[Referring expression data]
--- START ---

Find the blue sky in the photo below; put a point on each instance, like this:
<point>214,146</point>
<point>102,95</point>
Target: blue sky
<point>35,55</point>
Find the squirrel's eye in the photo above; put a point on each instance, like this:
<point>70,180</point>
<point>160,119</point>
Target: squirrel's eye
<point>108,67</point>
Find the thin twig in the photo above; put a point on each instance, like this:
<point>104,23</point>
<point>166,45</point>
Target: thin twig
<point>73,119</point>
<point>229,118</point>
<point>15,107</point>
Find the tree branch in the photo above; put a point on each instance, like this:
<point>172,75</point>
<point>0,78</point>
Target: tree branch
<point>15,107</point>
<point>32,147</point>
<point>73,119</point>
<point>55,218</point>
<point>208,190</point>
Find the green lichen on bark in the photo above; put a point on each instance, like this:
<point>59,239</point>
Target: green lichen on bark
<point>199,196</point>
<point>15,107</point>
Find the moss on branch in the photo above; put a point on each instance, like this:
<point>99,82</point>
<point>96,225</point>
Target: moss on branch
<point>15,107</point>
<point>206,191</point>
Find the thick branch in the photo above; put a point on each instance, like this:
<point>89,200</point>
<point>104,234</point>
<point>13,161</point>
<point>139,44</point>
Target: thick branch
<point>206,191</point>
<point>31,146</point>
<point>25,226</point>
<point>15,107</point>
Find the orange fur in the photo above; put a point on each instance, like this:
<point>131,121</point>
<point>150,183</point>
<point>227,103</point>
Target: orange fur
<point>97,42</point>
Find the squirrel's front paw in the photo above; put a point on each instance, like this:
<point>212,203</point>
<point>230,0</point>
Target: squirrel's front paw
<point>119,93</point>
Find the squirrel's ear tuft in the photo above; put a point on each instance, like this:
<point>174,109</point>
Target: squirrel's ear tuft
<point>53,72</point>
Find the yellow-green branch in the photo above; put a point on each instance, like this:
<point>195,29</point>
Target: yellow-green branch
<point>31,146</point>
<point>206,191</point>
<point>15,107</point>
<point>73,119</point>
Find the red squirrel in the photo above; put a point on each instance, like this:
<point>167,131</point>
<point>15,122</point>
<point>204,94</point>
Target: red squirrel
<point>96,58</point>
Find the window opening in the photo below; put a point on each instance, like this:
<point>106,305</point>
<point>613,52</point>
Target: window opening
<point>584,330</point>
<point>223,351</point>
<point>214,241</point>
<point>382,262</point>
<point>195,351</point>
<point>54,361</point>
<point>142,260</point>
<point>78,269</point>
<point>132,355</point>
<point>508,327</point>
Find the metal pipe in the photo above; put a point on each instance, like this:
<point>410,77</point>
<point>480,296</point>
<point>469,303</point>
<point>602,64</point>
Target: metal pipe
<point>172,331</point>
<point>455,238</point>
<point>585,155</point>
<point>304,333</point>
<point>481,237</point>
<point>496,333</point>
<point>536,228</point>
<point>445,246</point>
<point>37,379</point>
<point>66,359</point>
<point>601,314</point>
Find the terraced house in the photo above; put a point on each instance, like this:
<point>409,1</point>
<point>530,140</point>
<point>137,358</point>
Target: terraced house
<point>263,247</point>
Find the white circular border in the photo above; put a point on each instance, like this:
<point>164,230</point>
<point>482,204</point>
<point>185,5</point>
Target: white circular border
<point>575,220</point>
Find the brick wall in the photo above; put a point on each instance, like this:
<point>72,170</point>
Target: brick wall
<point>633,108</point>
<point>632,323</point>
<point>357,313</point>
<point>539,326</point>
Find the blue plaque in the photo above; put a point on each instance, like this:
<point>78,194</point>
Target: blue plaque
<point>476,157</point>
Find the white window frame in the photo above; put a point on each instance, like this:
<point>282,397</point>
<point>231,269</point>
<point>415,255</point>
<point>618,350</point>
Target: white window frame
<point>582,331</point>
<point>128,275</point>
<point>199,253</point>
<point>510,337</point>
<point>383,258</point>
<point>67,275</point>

--- END ---

* [What is needed]:
The answer must be every line of the entries that includes the word "below".

* [Completed task]:
Find the blue sky in the photo below; put a point on each instance, like this:
Find the window opening in the photo below; put a point on each instance, like this:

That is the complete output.